• **Problem statement**:
Everything from the line containing "Could you please point out the brazilian" through the last line of the records must be returned verbatim, and nothing outside that range.

::::

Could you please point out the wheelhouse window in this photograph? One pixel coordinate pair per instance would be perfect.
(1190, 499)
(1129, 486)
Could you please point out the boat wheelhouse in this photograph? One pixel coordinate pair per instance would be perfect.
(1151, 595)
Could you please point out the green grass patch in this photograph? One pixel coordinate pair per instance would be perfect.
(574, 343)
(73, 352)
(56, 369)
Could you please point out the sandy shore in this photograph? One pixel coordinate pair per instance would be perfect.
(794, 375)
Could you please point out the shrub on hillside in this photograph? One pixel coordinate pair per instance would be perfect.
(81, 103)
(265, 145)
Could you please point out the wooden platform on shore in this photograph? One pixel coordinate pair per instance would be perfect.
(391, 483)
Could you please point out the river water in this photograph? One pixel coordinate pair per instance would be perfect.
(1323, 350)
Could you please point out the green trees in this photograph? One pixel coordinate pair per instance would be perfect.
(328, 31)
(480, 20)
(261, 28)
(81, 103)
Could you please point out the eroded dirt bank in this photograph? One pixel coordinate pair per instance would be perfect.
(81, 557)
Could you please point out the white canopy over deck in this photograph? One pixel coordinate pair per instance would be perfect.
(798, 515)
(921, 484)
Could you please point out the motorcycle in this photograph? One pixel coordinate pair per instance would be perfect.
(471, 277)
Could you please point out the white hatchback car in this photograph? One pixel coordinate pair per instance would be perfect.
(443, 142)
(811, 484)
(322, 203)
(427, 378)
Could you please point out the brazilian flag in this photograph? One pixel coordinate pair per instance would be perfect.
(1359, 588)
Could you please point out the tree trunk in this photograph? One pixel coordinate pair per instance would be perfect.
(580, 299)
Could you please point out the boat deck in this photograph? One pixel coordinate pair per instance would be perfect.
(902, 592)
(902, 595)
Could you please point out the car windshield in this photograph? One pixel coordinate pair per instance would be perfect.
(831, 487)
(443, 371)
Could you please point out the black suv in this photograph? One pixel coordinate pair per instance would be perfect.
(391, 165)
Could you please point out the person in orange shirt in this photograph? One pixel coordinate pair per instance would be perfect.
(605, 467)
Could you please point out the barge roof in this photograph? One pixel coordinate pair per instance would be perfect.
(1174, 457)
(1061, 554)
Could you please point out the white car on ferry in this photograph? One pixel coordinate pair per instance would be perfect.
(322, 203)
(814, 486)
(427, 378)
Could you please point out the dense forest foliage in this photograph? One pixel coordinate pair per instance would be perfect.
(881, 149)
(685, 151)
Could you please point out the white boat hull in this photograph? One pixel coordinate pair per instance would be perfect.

::::

• **Result**:
Could you please point out the brazilian flag in this photograph? One pixel coordinate pair per instance would be perfect.
(1359, 588)
Could you please point out the tree trunk in this photograph? One pixel coordinate pair per instance would be perfect.
(580, 299)
Could you please point out the boat deck in this photograph? One pixel coordinate pair per instance would be perfect.
(902, 592)
(902, 595)
Could you please point out the car windshield in this photograph? One pixel coordinate pair per instance would be perfect.
(831, 487)
(443, 371)
Could you please point out the black suv in this photograph? One pixel coordinate pair per instance would be perfect.
(391, 165)
Could you please point out the person in orange shirt in this photograph? One pixel coordinate pair per instance would be perfect.
(605, 467)
Could you please point out the barge roof in this photograph? One pixel coordinate pair per instance would be perfect.
(1174, 457)
(1061, 554)
Could you please point out the white car on ferry in this photograph? One pixel coordinate pair per instance would be perfect.
(322, 203)
(814, 486)
(427, 378)
Could you please point out the dense forest foliage in this photograph? One pixel coordinate pair per instance would be perfect.
(881, 149)
(685, 151)
Could you please point out the white boat hull in this photograph? One pixel coordinate pair per instance would be perfect.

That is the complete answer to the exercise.